GIVEN TASK:
Copy the records from the start down through the line containing "136 55 L 150", swapping "auburn hair" for "red hair" and leaving everything else as it is. Give only that stretch.

SUPPLIED MATERIAL:
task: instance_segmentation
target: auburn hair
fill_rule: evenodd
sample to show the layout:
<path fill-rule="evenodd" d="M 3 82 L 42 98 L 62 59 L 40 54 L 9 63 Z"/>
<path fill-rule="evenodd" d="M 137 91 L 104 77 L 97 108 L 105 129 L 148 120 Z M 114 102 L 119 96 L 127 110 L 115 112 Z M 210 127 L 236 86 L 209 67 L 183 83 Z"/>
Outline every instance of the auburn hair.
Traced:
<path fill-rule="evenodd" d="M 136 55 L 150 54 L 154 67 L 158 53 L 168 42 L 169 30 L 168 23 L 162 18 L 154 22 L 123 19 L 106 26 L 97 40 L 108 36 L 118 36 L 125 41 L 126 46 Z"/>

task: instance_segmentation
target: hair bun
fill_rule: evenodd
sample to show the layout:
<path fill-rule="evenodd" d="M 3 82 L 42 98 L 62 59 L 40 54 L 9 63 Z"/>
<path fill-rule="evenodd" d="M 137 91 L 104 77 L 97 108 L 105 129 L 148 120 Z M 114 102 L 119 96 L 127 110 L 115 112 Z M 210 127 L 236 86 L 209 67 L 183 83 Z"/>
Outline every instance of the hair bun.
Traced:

SOLUTION:
task: instance_segmentation
target: red hair
fill_rule: evenodd
sample to show the layout:
<path fill-rule="evenodd" d="M 3 82 L 42 98 L 62 59 L 40 54 L 9 63 Z"/>
<path fill-rule="evenodd" d="M 137 91 L 104 77 L 97 108 L 105 129 L 148 120 Z M 114 102 L 119 96 L 127 110 L 115 112 Z M 210 127 L 236 86 L 209 67 L 183 83 Z"/>
Outline every instance of the red hair.
Traced:
<path fill-rule="evenodd" d="M 136 55 L 150 54 L 154 67 L 158 53 L 168 42 L 169 30 L 168 23 L 162 18 L 154 22 L 123 19 L 106 26 L 97 40 L 108 36 L 118 36 L 125 41 L 126 46 Z"/>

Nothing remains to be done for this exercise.